[Stored data entries]
....................

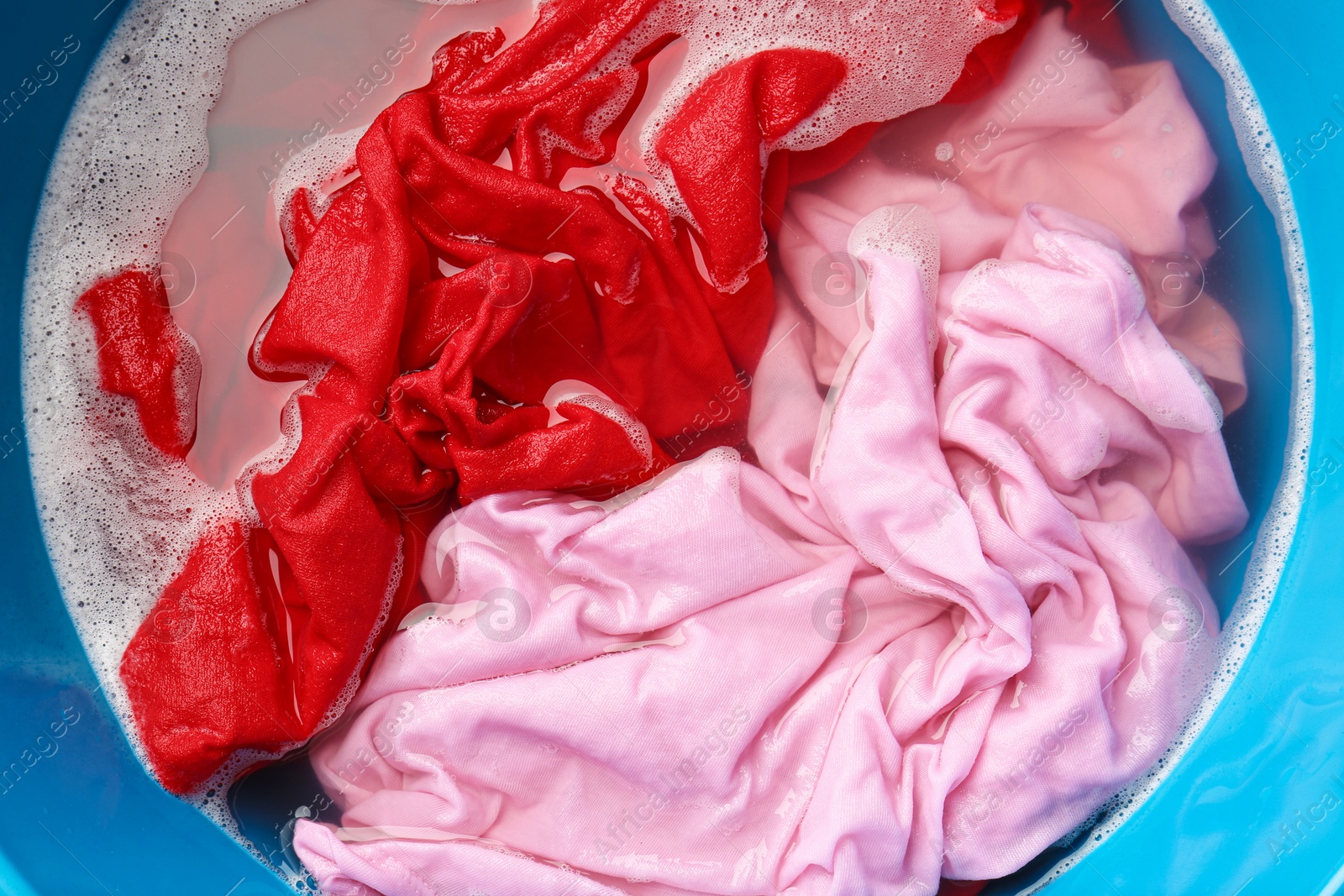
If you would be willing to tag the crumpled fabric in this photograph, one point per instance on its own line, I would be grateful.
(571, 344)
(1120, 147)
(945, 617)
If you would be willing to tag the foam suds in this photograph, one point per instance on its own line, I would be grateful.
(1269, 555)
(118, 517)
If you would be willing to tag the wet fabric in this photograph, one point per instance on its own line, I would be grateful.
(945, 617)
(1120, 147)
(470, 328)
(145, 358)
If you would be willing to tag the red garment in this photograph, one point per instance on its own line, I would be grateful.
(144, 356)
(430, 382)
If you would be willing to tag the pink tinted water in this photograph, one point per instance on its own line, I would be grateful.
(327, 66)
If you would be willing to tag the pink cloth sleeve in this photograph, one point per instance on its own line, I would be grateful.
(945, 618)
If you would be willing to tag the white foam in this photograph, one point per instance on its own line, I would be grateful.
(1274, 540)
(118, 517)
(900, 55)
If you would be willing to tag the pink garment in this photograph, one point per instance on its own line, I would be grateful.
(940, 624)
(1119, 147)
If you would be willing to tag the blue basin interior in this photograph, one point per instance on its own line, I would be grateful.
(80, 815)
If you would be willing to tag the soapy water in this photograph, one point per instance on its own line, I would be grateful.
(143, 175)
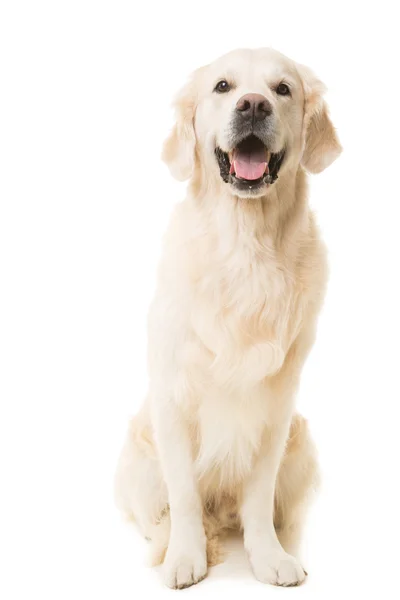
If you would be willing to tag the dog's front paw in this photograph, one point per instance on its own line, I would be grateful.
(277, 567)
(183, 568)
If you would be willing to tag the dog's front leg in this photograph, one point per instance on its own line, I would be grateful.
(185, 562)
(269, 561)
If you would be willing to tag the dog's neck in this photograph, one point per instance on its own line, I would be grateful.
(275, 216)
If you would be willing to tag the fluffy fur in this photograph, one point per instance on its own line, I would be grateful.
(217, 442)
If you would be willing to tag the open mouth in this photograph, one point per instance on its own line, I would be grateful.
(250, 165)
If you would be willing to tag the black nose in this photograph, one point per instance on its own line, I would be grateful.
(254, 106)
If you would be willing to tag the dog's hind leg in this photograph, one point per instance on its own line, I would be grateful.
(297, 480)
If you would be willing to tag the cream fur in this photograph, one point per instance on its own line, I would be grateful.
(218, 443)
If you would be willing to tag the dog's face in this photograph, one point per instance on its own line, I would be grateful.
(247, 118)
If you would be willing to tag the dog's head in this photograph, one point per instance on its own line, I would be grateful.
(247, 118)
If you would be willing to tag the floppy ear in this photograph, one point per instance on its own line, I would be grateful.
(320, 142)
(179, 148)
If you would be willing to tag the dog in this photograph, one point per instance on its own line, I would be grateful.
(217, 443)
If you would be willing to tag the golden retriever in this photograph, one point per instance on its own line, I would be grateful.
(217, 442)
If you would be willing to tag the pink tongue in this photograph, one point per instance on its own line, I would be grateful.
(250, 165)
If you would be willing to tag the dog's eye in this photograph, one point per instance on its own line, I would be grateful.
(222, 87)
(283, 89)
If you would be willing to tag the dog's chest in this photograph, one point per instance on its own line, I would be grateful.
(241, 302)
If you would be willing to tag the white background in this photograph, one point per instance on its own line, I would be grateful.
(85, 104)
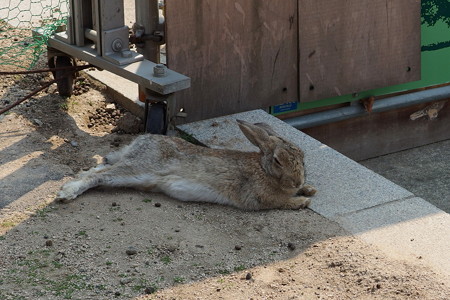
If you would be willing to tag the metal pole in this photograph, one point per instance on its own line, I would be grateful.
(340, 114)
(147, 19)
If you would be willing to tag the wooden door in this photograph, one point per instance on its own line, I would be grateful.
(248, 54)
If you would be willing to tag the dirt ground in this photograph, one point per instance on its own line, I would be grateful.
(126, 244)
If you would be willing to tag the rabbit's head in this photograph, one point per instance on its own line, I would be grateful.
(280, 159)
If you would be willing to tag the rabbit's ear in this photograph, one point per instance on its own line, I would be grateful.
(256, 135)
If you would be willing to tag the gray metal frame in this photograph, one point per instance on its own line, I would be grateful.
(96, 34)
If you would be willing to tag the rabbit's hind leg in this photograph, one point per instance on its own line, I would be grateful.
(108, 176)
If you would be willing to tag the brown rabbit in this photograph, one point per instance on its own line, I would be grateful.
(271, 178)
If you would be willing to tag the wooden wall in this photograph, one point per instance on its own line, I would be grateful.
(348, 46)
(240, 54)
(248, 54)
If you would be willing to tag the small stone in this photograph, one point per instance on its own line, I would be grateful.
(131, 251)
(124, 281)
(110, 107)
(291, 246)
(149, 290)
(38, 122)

....................

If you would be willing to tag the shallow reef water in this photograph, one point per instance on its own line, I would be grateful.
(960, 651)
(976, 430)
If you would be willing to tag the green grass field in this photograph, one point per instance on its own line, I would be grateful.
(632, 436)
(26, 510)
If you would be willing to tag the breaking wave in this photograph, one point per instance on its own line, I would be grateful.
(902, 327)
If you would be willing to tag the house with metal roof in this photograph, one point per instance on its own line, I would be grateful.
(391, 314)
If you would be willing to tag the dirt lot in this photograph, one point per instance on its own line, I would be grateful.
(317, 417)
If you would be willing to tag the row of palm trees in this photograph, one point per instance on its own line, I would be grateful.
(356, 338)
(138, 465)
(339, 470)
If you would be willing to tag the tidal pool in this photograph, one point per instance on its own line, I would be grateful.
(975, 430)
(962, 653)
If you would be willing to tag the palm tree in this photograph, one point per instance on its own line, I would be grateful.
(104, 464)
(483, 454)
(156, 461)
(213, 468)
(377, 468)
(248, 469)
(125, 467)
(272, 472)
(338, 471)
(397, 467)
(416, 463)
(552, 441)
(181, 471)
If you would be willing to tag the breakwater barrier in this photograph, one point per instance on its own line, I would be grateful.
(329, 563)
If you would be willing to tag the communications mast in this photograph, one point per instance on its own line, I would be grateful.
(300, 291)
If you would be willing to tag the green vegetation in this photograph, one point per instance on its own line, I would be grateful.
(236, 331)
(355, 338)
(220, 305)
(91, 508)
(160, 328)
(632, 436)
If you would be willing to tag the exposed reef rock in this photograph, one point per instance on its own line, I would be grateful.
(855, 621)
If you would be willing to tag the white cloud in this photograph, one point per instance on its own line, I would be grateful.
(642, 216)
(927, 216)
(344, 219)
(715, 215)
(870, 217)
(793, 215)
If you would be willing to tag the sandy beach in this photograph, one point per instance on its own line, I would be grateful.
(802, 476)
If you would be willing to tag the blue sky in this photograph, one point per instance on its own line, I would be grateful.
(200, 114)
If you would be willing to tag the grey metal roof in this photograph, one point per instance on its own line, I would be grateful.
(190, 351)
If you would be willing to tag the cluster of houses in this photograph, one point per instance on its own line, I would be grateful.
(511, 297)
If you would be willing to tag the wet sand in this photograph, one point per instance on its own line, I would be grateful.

....................

### [Description of the task]
Starting with the line that holds "If you would be willing to tag the breakwater" and ending with the line that holds "If you would be willing to tag the wet sand", retype every line in the data above exactly, and nothing else.

### [Solution]
If you would be willing to tag the breakwater barrier in this photograph, one point per instance on its own line, I would be grateful.
(329, 563)
If you would be willing to tag the communications mast in this photograph, one point per instance on its own line, I would be grateful.
(300, 291)
If you would be willing to tag the green vegetation in this photograph, one point per instance on its own line, I would be grateful.
(236, 331)
(355, 338)
(220, 305)
(91, 508)
(160, 328)
(632, 436)
If you would be willing to tag the exposed reef rock in this photograph, one point per instance on its own line, I would be grateful.
(855, 621)
If you would be willing to tag the white cloud in this photograph, one point per instance on its own line, I would be grateful.
(642, 216)
(927, 216)
(344, 219)
(715, 215)
(870, 217)
(793, 215)
If you would be willing to tag the sandy beach in this photograph, one point per instance on its own line, I would be grateful.
(802, 476)
If you would be willing to tag the blue sky in this photograph, one point per instance on its own line, I would be grateful.
(200, 114)
If you would be willing to tag the grey metal roof in this photograph, one point per instance on its own line, I would be grateful.
(190, 351)
If you would be willing to tag the cluster of houses in this photograph, one point per instance on its own line, I would be grateful.
(511, 297)
If you would be willing to tag the wet sand in this photograph, one point per instance on its own line, I would be grateful.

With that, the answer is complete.